• _Given problem_
Rewrite the lines below with "silver wristwatch" replaced by "steel wristwatch" and nothing else altered. Omit the picture from your version.

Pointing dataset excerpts

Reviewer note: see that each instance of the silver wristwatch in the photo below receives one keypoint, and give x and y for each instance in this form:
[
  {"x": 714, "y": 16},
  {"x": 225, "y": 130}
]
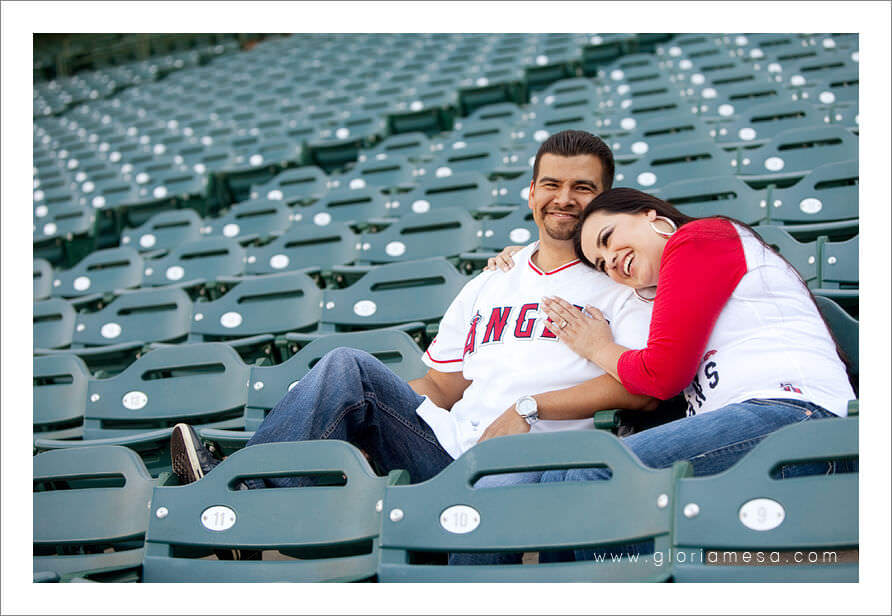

• _Task response_
Reviewer note: see that each instance of the steel wristwatch in the photo below receives one keypoint, and give x and y for each instance in this form:
[
  {"x": 714, "y": 16},
  {"x": 225, "y": 130}
]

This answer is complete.